### Written problem:
Return every one of the rows below word for word, leaving the pictures out.

Rows from a pointing dataset:
══════

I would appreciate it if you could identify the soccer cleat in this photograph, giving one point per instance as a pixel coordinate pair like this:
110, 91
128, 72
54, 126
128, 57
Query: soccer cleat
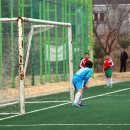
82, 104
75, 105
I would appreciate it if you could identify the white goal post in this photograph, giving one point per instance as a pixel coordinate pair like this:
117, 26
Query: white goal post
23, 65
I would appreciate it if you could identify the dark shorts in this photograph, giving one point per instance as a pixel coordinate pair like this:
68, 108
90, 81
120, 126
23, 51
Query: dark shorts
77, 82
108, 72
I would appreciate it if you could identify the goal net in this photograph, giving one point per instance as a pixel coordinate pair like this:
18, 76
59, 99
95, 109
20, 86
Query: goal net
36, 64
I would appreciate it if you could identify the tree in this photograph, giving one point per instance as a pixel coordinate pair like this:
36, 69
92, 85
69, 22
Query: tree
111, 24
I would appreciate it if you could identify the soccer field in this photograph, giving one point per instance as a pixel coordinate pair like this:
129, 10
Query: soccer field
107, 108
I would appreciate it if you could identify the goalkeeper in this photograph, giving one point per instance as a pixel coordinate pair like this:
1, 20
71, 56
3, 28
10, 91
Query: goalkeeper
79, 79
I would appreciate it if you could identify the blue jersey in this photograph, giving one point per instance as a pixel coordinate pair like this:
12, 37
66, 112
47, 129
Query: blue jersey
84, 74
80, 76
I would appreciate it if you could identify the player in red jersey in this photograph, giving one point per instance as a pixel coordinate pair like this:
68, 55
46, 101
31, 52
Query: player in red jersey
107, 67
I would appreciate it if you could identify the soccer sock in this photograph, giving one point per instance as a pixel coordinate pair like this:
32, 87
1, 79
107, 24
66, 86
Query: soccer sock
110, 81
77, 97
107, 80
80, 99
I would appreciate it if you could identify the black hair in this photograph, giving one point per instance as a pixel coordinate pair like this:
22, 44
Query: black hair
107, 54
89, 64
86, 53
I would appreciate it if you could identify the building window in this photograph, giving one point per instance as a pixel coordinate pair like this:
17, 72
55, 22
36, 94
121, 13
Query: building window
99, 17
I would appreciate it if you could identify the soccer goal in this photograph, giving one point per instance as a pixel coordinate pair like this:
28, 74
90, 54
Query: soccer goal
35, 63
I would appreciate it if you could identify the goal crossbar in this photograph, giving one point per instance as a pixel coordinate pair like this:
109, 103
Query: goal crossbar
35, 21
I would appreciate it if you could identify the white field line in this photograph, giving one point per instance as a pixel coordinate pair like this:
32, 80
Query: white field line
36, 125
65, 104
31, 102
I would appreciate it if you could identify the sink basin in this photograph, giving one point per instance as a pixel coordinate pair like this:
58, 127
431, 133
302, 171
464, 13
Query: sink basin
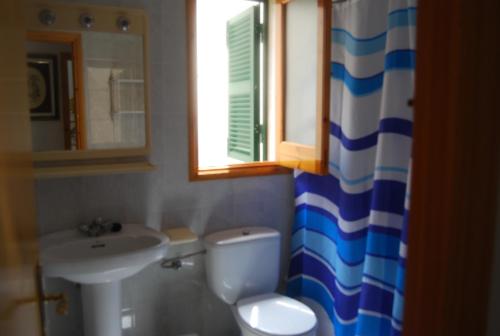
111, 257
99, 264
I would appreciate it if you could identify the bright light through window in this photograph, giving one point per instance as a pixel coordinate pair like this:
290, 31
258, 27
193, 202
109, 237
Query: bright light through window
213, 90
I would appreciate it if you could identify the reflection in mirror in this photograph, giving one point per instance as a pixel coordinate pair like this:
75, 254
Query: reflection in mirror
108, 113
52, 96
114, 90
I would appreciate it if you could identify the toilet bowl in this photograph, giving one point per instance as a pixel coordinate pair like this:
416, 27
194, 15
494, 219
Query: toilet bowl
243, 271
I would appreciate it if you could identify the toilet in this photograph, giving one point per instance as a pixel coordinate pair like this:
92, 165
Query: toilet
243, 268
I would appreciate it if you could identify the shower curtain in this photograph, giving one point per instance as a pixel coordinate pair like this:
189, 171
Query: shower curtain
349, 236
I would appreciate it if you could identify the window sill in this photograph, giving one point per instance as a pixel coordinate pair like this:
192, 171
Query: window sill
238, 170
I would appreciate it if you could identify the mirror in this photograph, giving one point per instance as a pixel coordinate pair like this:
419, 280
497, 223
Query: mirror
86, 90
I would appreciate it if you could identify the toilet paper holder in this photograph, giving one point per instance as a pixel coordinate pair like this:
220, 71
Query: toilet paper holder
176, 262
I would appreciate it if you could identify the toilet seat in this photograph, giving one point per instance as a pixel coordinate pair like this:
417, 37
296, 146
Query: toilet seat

══════

### Answer to this task:
I would appreciate it if you could identify the soccer cleat in this photograph, giving one point per instance as a pixel coordinate pair like this:
110, 91
128, 72
54, 126
128, 57
Query: soccer cleat
82, 104
75, 105
I would appreciate it if you could identify the white goal post in this photograph, giving one point per instance as a pixel coordinate pair like this:
117, 26
Query: white goal post
23, 65
I would appreciate it if you could identify the dark shorts in this photograph, giving one point per instance as a pixel coordinate pair like this:
68, 108
90, 81
120, 126
23, 51
Query: dark shorts
77, 82
108, 72
I would appreciate it if you could identify the goal net in this photograph, giving one point per instance as a pixel coordinate pair like this:
18, 76
59, 99
95, 109
20, 86
Query: goal net
36, 64
I would appreciate it if you could identify the tree in this photograph, giving one point per instance as a pixel coordinate pair like this:
36, 69
92, 85
69, 22
Query: tree
111, 24
I would appreciate it if you could identify the soccer field in this photograph, giving one point per instance as a pixel coordinate pair like this:
129, 10
Query: soccer field
107, 108
I would appreciate it if you could identify the goalkeeper in this photograph, giving one point per instance as a pixel coordinate pair like this:
1, 20
71, 56
3, 28
10, 91
Query: goalkeeper
79, 79
I would appreciate it if you could identify the blue jersey in this photograph, giving one point per instance as a pixel coordinate pair like this:
12, 37
66, 112
47, 129
Query: blue jersey
84, 74
80, 76
I would appreciate it if you could identify the player in red jersey in this photograph, giving one point per instance as a pixel coordinate pair like this:
68, 55
46, 101
31, 52
Query: player in red jersey
107, 67
I would appreciate it if you could identify the soccer sock in this photograph, giving one point per instance as a pixel coordinate pair like this:
32, 87
1, 79
107, 24
66, 86
Query: soccer sock
110, 81
77, 97
107, 80
80, 99
I would appreciate it if you could identify the black hair in this photograph, giving one point per instance as a pixel coordinate pair like this:
22, 44
Query: black hair
107, 54
89, 64
86, 53
I would appreciate it if you could identify the building window in this photograph, giving one point per instance as a pixel coordinate pair like this:
17, 72
55, 22
36, 94
121, 13
Query: building window
99, 17
I would appreciate it if you could identify the soccer goal in this photograph, giving one point per instance as a pixel coordinate pair like this:
28, 74
90, 54
Query: soccer goal
35, 63
I would appreciate it if you could identify the goal crossbar in this photograph, giving one point per instance as a pixel coordinate pair like this:
109, 103
Query: goal crossbar
35, 21
I would appreciate it if you could identify the white field line in this photograph, giving one point per instance as a pixel coordinate pair like this:
32, 80
Query: white field line
36, 125
65, 104
31, 102
I would appreciate it if you could identify the sink basin in this photograph, giving one point per instance as a pixel coordinate pair like this:
58, 127
431, 133
302, 171
464, 13
Query: sink basin
111, 257
99, 264
I would appreciate it if you could identify the bright light through window in this photograph, giving one point per instance as a pixel coordinate pair like this:
290, 31
258, 27
193, 202
109, 237
Query: bright light through window
213, 90
I would appreciate it if you could identify the reflection in mirror in this photograph, giving one point per instance as a pixel coordinate pair like this:
75, 254
Query: reflection in mirror
108, 113
52, 96
114, 90
I would appreciate it if you could identify the toilet bowl in this photograph, giving one point per instance as a pixel coordinate pair like this:
416, 27
194, 15
494, 219
Query: toilet bowl
243, 271
I would appreciate it if you could identify the toilet in this photograph, giving one point per instance as a pixel coordinate pair like this:
92, 165
Query: toilet
243, 268
I would appreciate it if you could identify the shower curtain in this photograph, giving one point per instance as a pixel coordinate pair like this:
189, 171
Query: shower curtain
349, 236
I would appreciate it if you could identify the window sill in this photograph, giving one point per instance as a pixel coordinate pair like this:
192, 171
Query: window sill
238, 170
I would appreciate it if you could identify the mirror in this photograph, giving one point per instance as a pixel coordinate pair like this:
419, 280
497, 223
Query: mirror
86, 90
I would appreciate it if you could identify the toilet paper holder in this photograph, giving one point per instance as a pixel coordinate pair like this:
220, 71
Query: toilet paper holder
176, 262
I would appreciate it if you could identify the toilet seat in this photograph, giving one point per instance as a pixel coordinate pair like this:
417, 37
296, 146
Query: toilet seat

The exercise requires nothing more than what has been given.